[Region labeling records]
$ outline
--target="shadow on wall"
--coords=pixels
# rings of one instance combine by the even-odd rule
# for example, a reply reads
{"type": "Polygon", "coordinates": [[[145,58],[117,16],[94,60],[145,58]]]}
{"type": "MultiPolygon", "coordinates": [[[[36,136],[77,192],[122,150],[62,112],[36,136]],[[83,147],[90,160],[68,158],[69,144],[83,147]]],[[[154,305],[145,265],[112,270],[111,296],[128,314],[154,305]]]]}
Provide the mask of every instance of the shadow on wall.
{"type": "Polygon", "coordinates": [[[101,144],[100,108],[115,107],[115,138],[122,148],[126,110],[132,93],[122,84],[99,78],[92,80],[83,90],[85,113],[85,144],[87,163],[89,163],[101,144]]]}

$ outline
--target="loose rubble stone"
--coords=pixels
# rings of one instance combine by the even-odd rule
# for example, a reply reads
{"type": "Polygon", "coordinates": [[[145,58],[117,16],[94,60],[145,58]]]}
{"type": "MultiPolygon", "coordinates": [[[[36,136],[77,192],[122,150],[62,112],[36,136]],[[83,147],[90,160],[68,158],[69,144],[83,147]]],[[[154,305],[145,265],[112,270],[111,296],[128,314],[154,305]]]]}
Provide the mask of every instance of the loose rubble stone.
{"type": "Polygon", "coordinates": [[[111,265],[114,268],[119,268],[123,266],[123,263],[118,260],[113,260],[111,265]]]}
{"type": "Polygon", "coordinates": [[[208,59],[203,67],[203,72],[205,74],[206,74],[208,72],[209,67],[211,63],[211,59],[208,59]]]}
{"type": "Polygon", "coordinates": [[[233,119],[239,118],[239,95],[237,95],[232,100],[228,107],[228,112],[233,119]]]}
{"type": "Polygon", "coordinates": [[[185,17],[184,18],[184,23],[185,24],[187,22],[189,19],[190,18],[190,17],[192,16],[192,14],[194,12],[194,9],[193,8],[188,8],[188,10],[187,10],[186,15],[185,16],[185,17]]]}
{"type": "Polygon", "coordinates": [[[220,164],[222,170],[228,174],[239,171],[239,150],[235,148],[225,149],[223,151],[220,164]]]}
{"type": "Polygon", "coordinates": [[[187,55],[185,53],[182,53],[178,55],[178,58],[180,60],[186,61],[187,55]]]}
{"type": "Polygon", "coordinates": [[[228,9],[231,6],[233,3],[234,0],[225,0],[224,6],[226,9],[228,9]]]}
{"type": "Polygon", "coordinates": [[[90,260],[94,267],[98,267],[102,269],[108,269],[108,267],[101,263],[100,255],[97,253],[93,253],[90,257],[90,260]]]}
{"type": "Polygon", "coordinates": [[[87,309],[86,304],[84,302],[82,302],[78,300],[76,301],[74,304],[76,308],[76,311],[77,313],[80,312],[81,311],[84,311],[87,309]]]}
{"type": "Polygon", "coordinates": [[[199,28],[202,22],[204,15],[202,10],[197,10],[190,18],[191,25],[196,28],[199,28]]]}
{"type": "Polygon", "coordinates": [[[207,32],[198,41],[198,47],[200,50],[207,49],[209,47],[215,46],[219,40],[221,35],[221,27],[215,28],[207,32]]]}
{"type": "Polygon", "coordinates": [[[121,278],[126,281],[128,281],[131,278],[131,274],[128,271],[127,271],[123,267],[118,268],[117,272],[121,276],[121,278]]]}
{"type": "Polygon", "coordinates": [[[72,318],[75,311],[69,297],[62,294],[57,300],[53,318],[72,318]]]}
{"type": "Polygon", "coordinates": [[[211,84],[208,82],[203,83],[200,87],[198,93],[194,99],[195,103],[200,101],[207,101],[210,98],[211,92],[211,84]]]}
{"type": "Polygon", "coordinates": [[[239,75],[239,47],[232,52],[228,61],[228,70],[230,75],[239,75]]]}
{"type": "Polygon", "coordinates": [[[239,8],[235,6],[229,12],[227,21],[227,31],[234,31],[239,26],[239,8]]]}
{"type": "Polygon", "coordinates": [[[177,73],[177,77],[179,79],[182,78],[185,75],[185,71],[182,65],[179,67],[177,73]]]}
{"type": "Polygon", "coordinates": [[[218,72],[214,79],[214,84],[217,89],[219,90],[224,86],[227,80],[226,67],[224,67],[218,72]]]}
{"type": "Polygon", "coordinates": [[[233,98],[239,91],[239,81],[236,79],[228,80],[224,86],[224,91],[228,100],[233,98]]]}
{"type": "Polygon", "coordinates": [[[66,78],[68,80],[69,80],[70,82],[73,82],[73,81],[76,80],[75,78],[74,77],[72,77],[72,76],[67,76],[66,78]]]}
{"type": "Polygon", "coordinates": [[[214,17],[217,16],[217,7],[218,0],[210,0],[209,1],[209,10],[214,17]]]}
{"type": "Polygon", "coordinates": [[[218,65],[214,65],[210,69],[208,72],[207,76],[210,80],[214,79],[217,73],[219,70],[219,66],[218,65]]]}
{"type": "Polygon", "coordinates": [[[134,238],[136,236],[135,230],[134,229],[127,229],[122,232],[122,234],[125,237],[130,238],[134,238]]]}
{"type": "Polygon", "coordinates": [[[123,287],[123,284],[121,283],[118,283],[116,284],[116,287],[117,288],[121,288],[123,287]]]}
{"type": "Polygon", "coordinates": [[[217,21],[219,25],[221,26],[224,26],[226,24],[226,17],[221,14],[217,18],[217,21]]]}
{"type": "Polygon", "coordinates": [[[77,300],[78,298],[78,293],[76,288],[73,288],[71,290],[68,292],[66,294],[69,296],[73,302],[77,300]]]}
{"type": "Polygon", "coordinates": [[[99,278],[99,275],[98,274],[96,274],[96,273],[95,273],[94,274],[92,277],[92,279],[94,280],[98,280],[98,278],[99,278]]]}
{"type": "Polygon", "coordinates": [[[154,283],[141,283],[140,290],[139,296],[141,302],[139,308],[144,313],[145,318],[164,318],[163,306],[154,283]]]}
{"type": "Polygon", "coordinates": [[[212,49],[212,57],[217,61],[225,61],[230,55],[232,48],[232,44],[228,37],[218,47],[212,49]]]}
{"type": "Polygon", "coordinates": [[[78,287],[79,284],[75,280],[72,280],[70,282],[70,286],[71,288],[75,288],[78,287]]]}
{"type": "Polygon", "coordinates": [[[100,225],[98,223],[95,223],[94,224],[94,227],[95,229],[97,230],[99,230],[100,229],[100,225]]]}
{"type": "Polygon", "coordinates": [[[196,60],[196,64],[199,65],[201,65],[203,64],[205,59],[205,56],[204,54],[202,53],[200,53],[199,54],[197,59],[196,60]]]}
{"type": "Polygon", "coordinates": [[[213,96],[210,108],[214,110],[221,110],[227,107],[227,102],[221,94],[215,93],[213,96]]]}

** Exercise prompt **
Rewrite all of the records above, swapping each "Provide the mask" for "Return the outline" and leaving everything else as it was.

** Answer to this problem **
$ outline
--target="shadow on wall"
--coords=pixels
# rings of one instance combine by the even-odd rule
# for example, a reply reads
{"type": "Polygon", "coordinates": [[[145,58],[117,16],[94,60],[145,58]]]}
{"type": "MultiPolygon", "coordinates": [[[[36,136],[77,192],[122,150],[62,112],[36,136]],[[83,147],[90,160],[68,158],[69,144],[83,147]]],[[[154,305],[145,265],[112,270],[111,296],[128,314],[154,305]]]]}
Return the outline of every instance of the shadow on wall.
{"type": "Polygon", "coordinates": [[[101,144],[100,108],[115,107],[115,138],[122,148],[126,110],[132,93],[122,84],[99,78],[92,80],[83,90],[85,113],[85,144],[87,163],[89,163],[101,144]]]}

$ outline
--target="loose rubble stone"
--coords=pixels
# rings of one instance combine by the even-odd rule
# for example, a reply reads
{"type": "Polygon", "coordinates": [[[145,58],[117,16],[94,60],[145,58]]]}
{"type": "MultiPolygon", "coordinates": [[[[36,136],[77,192],[122,150],[62,112],[36,136]],[[83,147],[90,160],[68,158],[69,144],[83,147]]],[[[154,305],[145,265],[112,270],[111,296],[128,314],[154,305]]]]}
Return the outline of every instance of the loose rubble stone.
{"type": "Polygon", "coordinates": [[[111,265],[114,268],[119,268],[123,266],[123,263],[118,260],[113,260],[111,265]]]}
{"type": "Polygon", "coordinates": [[[208,59],[203,67],[203,72],[205,74],[206,74],[208,72],[209,67],[211,63],[211,59],[208,59]]]}
{"type": "Polygon", "coordinates": [[[233,119],[239,118],[239,95],[237,95],[232,100],[228,107],[228,112],[233,119]]]}
{"type": "Polygon", "coordinates": [[[185,17],[184,18],[184,23],[185,24],[187,22],[189,19],[190,18],[190,17],[192,16],[192,14],[194,12],[194,9],[193,8],[188,8],[188,10],[187,10],[186,15],[185,16],[185,17]]]}
{"type": "Polygon", "coordinates": [[[220,164],[222,170],[228,174],[239,171],[239,150],[235,148],[225,149],[223,151],[220,164]]]}
{"type": "Polygon", "coordinates": [[[187,55],[185,53],[182,53],[178,55],[178,58],[180,60],[186,61],[187,55]]]}
{"type": "Polygon", "coordinates": [[[228,9],[231,6],[233,3],[234,0],[225,0],[224,6],[226,9],[228,9]]]}
{"type": "Polygon", "coordinates": [[[90,260],[94,267],[98,267],[102,269],[108,269],[108,267],[101,263],[100,255],[97,253],[93,253],[90,257],[90,260]]]}
{"type": "Polygon", "coordinates": [[[87,309],[86,304],[84,302],[82,302],[78,300],[76,301],[74,304],[76,308],[76,311],[77,313],[80,312],[81,311],[84,311],[87,309]]]}
{"type": "Polygon", "coordinates": [[[199,28],[202,22],[204,15],[202,10],[197,10],[190,18],[191,25],[196,28],[199,28]]]}
{"type": "Polygon", "coordinates": [[[207,32],[198,41],[198,47],[200,50],[207,49],[209,47],[215,46],[219,40],[221,35],[221,27],[215,28],[207,32]]]}
{"type": "Polygon", "coordinates": [[[121,278],[126,281],[128,281],[131,278],[131,274],[128,271],[127,271],[123,267],[118,268],[117,272],[121,276],[121,278]]]}
{"type": "Polygon", "coordinates": [[[72,318],[75,311],[69,297],[62,294],[57,300],[53,318],[72,318]]]}
{"type": "Polygon", "coordinates": [[[211,84],[208,82],[203,83],[200,87],[198,93],[194,99],[195,103],[200,101],[207,101],[210,98],[211,92],[211,84]]]}
{"type": "Polygon", "coordinates": [[[239,75],[239,47],[232,52],[228,61],[228,70],[230,75],[239,75]]]}
{"type": "Polygon", "coordinates": [[[239,8],[235,6],[229,12],[227,21],[227,31],[234,31],[239,26],[239,8]]]}
{"type": "Polygon", "coordinates": [[[177,73],[177,77],[179,79],[182,78],[185,75],[185,71],[182,65],[179,67],[177,73]]]}
{"type": "Polygon", "coordinates": [[[218,72],[214,79],[214,84],[217,89],[219,90],[224,86],[227,80],[226,67],[224,67],[218,72]]]}
{"type": "Polygon", "coordinates": [[[233,98],[239,91],[239,81],[236,79],[228,80],[224,86],[224,91],[228,100],[233,98]]]}
{"type": "Polygon", "coordinates": [[[66,78],[68,80],[69,80],[70,82],[73,82],[73,81],[76,80],[75,78],[74,77],[72,77],[72,76],[67,76],[66,78]]]}
{"type": "Polygon", "coordinates": [[[214,17],[217,16],[217,7],[218,0],[210,0],[209,1],[209,10],[214,17]]]}
{"type": "Polygon", "coordinates": [[[218,65],[214,65],[210,69],[208,72],[207,76],[210,80],[214,79],[217,73],[219,70],[219,66],[218,65]]]}
{"type": "Polygon", "coordinates": [[[134,238],[136,236],[135,230],[134,229],[127,229],[122,232],[122,234],[125,237],[130,238],[134,238]]]}
{"type": "Polygon", "coordinates": [[[123,287],[123,284],[121,283],[118,283],[116,284],[116,287],[117,288],[121,288],[123,287]]]}
{"type": "Polygon", "coordinates": [[[217,21],[219,25],[221,26],[224,26],[226,24],[226,17],[221,14],[217,18],[217,21]]]}
{"type": "Polygon", "coordinates": [[[77,300],[78,298],[78,293],[76,288],[73,288],[71,290],[68,292],[66,294],[69,296],[73,302],[77,300]]]}
{"type": "Polygon", "coordinates": [[[99,278],[99,275],[98,274],[96,274],[96,273],[95,273],[94,274],[92,277],[92,279],[94,280],[98,280],[98,278],[99,278]]]}
{"type": "Polygon", "coordinates": [[[154,283],[141,283],[140,290],[139,296],[141,302],[139,308],[144,313],[145,318],[164,318],[163,306],[154,283]]]}
{"type": "Polygon", "coordinates": [[[212,49],[212,57],[217,61],[225,61],[230,55],[232,48],[232,44],[228,37],[218,47],[212,49]]]}
{"type": "Polygon", "coordinates": [[[78,287],[79,284],[75,280],[72,280],[70,282],[70,286],[71,288],[75,288],[78,287]]]}
{"type": "Polygon", "coordinates": [[[100,225],[98,223],[95,223],[94,224],[94,227],[95,229],[97,230],[99,230],[100,229],[100,225]]]}
{"type": "Polygon", "coordinates": [[[196,60],[196,64],[199,65],[201,65],[203,64],[205,59],[205,56],[204,54],[202,53],[200,53],[199,54],[197,59],[196,60]]]}
{"type": "Polygon", "coordinates": [[[213,96],[210,108],[214,110],[221,110],[227,107],[227,102],[221,94],[215,93],[213,96]]]}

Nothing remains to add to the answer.